WORK REQUIRED
Repeat exactly the lines from the line containing "Query: hood vent louver" to the last line of the listing, including both.

INPUT
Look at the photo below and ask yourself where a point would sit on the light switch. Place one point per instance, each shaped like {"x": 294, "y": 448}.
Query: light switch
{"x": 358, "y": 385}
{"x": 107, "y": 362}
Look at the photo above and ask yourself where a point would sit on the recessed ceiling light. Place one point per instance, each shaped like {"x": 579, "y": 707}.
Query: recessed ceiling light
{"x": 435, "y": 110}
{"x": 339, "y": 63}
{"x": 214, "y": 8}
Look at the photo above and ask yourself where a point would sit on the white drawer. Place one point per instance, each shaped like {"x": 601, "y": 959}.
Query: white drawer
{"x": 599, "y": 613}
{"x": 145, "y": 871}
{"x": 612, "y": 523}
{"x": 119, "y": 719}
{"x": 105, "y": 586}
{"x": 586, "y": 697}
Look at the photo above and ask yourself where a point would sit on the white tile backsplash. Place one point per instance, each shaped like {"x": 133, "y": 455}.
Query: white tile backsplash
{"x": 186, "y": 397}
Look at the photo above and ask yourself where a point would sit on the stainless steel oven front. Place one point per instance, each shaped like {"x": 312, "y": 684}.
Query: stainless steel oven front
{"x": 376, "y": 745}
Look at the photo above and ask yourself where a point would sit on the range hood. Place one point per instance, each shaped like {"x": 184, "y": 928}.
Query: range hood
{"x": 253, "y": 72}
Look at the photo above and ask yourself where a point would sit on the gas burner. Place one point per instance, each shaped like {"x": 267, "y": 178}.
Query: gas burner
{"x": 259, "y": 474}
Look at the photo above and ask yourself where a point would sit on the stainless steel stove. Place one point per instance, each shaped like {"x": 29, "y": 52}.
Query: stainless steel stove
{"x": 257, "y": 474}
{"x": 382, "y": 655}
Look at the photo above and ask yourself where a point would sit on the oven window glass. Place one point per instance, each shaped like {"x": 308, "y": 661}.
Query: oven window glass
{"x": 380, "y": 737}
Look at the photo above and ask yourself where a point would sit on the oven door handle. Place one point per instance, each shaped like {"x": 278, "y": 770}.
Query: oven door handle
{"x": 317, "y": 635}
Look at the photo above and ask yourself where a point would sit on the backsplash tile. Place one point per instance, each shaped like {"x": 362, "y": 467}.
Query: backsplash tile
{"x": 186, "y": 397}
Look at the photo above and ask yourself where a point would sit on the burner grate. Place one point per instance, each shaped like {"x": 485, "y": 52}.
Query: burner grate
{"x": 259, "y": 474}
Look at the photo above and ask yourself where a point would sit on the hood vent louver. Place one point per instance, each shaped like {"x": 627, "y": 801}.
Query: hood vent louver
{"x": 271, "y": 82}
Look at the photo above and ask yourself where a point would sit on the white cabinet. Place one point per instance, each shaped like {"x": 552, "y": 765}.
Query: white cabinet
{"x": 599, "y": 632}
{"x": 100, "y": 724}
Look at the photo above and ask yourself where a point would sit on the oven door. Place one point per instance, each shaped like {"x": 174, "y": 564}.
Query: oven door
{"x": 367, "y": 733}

OUTPUT OF THE TASK
Query: hood vent louver
{"x": 271, "y": 82}
Look at the photo above and ask yourself where a point would sit on the white cabinet. Place one point per instance, each shaped like {"x": 552, "y": 765}.
Query: white cabinet
{"x": 599, "y": 632}
{"x": 100, "y": 724}
Look at the photo above and ask yourself where a point would sit on the oven door. Place one point per instance, each shaped like {"x": 174, "y": 564}.
Query: oven door
{"x": 367, "y": 733}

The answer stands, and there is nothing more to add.